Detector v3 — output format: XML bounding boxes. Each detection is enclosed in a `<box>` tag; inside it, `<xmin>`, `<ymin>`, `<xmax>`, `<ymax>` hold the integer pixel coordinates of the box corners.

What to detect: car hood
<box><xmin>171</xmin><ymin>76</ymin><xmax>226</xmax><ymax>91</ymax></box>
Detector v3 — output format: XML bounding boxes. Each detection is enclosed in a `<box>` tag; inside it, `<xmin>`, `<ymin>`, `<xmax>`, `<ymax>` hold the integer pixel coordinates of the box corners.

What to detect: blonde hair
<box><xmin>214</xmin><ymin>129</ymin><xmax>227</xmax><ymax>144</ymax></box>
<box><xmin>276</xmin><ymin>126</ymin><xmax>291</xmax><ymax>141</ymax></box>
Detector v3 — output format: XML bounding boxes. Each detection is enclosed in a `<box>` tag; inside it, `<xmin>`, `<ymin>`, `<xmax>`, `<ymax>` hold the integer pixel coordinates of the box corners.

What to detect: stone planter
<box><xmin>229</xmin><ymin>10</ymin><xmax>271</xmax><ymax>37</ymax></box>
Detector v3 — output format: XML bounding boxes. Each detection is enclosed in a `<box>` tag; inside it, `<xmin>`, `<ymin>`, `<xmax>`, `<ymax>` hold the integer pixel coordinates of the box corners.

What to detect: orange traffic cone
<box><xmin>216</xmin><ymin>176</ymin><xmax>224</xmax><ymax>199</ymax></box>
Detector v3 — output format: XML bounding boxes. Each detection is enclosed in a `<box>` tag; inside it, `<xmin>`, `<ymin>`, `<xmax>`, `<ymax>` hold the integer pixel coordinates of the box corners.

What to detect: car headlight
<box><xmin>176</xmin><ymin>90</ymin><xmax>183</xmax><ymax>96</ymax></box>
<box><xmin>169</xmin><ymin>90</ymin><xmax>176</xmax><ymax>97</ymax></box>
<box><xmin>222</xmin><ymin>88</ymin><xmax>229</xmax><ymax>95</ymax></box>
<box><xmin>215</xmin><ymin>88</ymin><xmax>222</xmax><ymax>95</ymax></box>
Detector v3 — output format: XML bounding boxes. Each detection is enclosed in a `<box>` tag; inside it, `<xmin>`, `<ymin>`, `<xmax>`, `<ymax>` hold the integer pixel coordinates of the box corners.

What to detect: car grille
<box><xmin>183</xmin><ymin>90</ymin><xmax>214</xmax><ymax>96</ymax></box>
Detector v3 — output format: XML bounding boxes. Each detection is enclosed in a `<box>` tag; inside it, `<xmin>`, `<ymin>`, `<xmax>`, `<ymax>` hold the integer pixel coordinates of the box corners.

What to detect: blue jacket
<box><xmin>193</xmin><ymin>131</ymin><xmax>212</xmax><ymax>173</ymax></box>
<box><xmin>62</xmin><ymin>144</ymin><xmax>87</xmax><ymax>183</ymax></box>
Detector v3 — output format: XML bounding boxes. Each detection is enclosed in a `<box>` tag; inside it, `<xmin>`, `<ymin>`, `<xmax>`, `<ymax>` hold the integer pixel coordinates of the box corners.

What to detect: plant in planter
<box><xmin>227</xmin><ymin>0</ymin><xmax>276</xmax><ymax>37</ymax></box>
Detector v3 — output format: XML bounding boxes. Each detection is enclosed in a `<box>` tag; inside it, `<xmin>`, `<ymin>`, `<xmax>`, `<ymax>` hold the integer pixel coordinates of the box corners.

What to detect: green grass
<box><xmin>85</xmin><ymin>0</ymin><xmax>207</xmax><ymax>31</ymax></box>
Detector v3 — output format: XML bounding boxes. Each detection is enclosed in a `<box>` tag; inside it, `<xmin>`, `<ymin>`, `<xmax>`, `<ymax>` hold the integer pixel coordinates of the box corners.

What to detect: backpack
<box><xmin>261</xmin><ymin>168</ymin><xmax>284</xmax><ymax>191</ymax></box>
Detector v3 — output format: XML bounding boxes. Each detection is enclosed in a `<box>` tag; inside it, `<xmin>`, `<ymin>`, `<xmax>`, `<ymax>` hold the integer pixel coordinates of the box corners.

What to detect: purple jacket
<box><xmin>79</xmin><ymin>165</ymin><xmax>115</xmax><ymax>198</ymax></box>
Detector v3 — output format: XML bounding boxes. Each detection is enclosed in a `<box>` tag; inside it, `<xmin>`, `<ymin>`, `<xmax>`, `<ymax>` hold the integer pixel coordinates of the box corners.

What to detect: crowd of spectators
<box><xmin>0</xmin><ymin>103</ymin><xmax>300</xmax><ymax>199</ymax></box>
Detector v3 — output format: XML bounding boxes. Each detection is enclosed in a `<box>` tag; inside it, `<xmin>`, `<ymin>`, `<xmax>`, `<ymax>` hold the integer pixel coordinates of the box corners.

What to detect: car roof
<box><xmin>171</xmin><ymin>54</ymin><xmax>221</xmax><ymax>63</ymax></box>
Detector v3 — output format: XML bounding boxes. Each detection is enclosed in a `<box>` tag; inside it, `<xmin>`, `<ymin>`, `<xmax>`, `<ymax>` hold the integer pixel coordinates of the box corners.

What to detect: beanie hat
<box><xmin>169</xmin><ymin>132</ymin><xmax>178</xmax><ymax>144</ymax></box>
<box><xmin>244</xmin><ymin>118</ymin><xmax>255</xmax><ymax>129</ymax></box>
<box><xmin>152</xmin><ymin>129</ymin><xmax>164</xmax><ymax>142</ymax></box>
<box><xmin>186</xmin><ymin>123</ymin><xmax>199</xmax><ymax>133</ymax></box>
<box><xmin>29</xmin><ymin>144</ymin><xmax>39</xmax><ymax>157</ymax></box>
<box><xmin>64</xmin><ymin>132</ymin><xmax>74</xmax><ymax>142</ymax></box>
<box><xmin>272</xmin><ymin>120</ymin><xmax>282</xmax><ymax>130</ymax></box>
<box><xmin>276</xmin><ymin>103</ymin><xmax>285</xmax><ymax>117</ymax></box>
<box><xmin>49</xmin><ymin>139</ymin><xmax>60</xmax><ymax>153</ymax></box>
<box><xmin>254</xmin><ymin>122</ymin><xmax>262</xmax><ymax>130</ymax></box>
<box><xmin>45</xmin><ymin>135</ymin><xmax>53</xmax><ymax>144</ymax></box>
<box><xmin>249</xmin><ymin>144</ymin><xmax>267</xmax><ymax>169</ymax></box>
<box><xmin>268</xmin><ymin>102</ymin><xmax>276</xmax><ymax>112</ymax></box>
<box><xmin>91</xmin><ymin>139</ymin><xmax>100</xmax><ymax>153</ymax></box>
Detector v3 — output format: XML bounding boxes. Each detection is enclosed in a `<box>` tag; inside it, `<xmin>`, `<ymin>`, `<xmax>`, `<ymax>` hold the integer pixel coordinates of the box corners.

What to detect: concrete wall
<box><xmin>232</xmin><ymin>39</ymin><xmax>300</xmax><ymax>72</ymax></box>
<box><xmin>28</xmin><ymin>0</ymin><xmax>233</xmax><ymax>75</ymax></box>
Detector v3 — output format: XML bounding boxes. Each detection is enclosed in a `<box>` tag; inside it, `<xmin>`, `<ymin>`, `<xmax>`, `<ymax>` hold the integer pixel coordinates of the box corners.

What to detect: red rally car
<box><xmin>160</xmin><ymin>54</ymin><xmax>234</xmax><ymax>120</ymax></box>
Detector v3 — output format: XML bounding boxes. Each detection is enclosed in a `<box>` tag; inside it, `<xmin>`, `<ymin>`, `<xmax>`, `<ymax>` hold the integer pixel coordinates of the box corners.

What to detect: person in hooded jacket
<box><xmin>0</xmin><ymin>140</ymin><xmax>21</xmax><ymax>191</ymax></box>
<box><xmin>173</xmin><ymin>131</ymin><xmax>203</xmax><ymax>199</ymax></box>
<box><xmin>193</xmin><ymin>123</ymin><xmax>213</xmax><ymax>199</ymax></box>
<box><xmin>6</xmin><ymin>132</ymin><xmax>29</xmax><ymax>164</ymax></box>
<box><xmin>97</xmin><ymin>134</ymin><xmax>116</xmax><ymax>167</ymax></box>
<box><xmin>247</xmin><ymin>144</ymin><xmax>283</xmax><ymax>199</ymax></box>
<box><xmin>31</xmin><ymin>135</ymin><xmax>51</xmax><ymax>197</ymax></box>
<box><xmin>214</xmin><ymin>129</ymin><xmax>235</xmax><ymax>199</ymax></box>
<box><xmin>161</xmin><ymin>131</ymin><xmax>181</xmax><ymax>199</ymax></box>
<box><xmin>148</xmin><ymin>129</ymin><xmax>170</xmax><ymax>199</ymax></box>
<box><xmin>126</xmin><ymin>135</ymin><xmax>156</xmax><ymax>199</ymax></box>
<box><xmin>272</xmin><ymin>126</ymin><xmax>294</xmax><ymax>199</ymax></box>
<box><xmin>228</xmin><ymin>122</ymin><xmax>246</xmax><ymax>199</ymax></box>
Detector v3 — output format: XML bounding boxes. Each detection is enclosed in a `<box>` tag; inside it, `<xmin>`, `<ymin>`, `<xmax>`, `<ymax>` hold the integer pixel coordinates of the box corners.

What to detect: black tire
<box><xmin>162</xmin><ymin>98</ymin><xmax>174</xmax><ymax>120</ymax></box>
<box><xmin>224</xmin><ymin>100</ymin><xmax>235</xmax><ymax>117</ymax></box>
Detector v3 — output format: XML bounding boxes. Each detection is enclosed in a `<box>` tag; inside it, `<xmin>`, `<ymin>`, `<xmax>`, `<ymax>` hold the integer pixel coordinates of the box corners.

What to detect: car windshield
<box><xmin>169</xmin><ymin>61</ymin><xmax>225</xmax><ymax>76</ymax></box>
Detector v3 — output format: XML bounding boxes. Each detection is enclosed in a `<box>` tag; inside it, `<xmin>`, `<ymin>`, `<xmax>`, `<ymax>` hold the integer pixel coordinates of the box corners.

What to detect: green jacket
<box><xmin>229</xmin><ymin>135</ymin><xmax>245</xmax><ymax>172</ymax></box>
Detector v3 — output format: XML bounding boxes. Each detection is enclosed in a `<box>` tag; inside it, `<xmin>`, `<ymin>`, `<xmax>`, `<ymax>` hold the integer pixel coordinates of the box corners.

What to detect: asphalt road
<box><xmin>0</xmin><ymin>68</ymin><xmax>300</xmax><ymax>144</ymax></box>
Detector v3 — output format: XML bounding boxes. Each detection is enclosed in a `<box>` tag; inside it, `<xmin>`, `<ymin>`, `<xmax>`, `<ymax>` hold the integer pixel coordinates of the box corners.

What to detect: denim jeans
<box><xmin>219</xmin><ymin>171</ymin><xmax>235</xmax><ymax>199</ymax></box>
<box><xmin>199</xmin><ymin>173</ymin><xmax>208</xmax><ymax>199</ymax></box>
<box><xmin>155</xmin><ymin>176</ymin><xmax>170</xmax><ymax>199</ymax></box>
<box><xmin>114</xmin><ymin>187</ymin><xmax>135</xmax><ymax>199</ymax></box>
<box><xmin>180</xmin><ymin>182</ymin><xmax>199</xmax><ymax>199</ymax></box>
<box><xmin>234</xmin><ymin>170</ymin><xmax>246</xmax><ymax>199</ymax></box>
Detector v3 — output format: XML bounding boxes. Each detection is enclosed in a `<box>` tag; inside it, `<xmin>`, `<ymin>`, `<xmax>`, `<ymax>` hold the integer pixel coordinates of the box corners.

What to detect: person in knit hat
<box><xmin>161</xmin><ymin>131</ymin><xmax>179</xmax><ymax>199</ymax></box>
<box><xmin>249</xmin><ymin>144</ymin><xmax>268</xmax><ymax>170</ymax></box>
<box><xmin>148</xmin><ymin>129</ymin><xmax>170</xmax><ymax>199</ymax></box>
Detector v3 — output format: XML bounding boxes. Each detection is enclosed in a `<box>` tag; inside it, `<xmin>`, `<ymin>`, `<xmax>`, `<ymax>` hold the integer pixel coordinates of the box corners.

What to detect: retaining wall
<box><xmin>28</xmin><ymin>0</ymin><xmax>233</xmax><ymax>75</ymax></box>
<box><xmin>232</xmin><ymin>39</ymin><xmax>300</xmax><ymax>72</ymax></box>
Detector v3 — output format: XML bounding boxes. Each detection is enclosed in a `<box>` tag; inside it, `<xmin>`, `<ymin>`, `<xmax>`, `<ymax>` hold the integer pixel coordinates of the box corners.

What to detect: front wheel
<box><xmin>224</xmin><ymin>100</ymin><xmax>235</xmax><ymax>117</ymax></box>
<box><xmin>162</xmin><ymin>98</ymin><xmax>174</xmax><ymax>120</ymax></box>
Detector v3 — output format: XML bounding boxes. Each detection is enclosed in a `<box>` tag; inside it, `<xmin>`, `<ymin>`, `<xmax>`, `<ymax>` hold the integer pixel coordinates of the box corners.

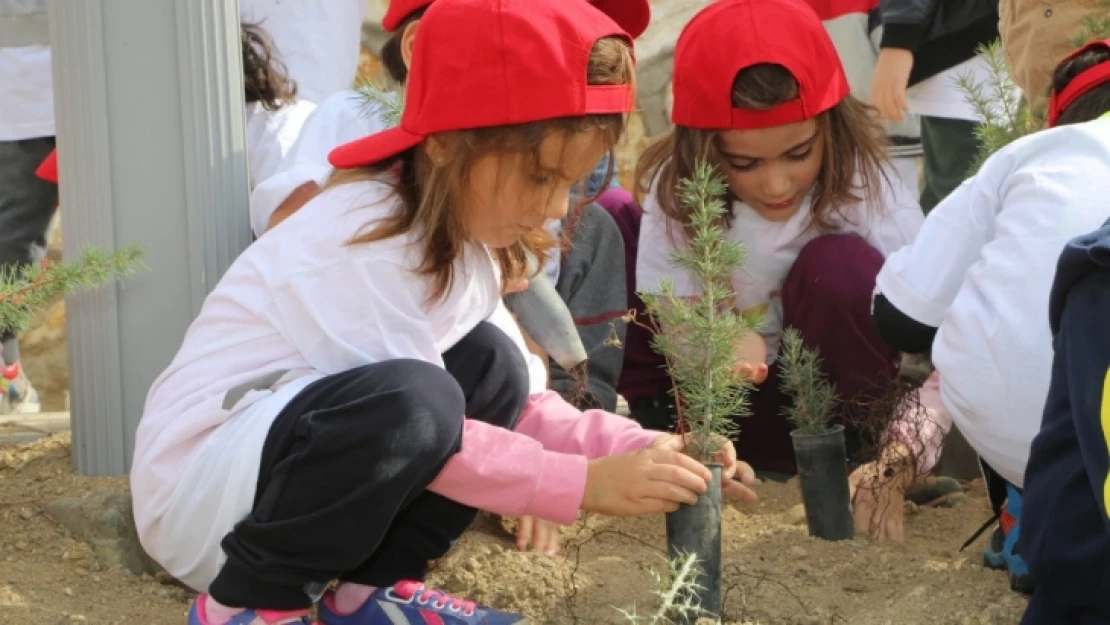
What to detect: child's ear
<box><xmin>401</xmin><ymin>20</ymin><xmax>420</xmax><ymax>69</ymax></box>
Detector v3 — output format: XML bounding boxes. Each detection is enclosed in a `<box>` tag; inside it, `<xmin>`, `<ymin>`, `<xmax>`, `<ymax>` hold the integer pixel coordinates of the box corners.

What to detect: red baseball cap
<box><xmin>327</xmin><ymin>0</ymin><xmax>633</xmax><ymax>169</ymax></box>
<box><xmin>34</xmin><ymin>148</ymin><xmax>58</xmax><ymax>184</ymax></box>
<box><xmin>670</xmin><ymin>0</ymin><xmax>849</xmax><ymax>130</ymax></box>
<box><xmin>1048</xmin><ymin>39</ymin><xmax>1110</xmax><ymax>128</ymax></box>
<box><xmin>382</xmin><ymin>0</ymin><xmax>652</xmax><ymax>39</ymax></box>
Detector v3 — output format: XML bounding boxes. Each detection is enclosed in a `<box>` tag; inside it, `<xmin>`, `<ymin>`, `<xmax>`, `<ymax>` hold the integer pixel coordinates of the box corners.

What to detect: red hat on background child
<box><xmin>382</xmin><ymin>0</ymin><xmax>652</xmax><ymax>39</ymax></box>
<box><xmin>34</xmin><ymin>148</ymin><xmax>58</xmax><ymax>184</ymax></box>
<box><xmin>327</xmin><ymin>0</ymin><xmax>634</xmax><ymax>169</ymax></box>
<box><xmin>670</xmin><ymin>0</ymin><xmax>850</xmax><ymax>130</ymax></box>
<box><xmin>1048</xmin><ymin>39</ymin><xmax>1110</xmax><ymax>128</ymax></box>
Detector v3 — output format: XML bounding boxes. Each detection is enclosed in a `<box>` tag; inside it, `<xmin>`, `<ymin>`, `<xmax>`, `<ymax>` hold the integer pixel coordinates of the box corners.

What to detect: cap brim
<box><xmin>591</xmin><ymin>0</ymin><xmax>652</xmax><ymax>39</ymax></box>
<box><xmin>327</xmin><ymin>128</ymin><xmax>424</xmax><ymax>169</ymax></box>
<box><xmin>34</xmin><ymin>148</ymin><xmax>58</xmax><ymax>184</ymax></box>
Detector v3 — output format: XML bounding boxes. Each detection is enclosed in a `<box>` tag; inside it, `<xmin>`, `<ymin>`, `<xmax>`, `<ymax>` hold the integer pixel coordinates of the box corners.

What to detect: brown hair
<box><xmin>381</xmin><ymin>6</ymin><xmax>427</xmax><ymax>84</ymax></box>
<box><xmin>1052</xmin><ymin>47</ymin><xmax>1110</xmax><ymax>125</ymax></box>
<box><xmin>329</xmin><ymin>38</ymin><xmax>635</xmax><ymax>300</ymax></box>
<box><xmin>240</xmin><ymin>22</ymin><xmax>296</xmax><ymax>111</ymax></box>
<box><xmin>635</xmin><ymin>63</ymin><xmax>886</xmax><ymax>231</ymax></box>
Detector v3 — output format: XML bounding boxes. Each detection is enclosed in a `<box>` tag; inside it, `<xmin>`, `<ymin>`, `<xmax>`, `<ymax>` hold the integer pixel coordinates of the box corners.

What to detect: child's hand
<box><xmin>582</xmin><ymin>448</ymin><xmax>713</xmax><ymax>516</ymax></box>
<box><xmin>652</xmin><ymin>434</ymin><xmax>758</xmax><ymax>502</ymax></box>
<box><xmin>516</xmin><ymin>516</ymin><xmax>559</xmax><ymax>555</ymax></box>
<box><xmin>734</xmin><ymin>332</ymin><xmax>767</xmax><ymax>384</ymax></box>
<box><xmin>867</xmin><ymin>48</ymin><xmax>914</xmax><ymax>121</ymax></box>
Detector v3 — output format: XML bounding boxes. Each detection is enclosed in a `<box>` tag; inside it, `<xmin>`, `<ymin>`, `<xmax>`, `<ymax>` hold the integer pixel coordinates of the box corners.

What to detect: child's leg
<box><xmin>551</xmin><ymin>203</ymin><xmax>628</xmax><ymax>412</ymax></box>
<box><xmin>921</xmin><ymin>117</ymin><xmax>979</xmax><ymax>214</ymax></box>
<box><xmin>209</xmin><ymin>323</ymin><xmax>527</xmax><ymax>609</ymax></box>
<box><xmin>737</xmin><ymin>234</ymin><xmax>898</xmax><ymax>473</ymax></box>
<box><xmin>1018</xmin><ymin>271</ymin><xmax>1110</xmax><ymax>625</ymax></box>
<box><xmin>0</xmin><ymin>138</ymin><xmax>58</xmax><ymax>412</ymax></box>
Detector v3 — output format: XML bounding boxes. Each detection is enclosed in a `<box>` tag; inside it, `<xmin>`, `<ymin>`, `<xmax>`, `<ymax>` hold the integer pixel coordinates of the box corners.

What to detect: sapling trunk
<box><xmin>780</xmin><ymin>327</ymin><xmax>855</xmax><ymax>541</ymax></box>
<box><xmin>640</xmin><ymin>162</ymin><xmax>759</xmax><ymax>623</ymax></box>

Exercise directions
Show each line in the rows above that contains the word "planter".

Full response
What to detect: stone planter
What to detect: plant in planter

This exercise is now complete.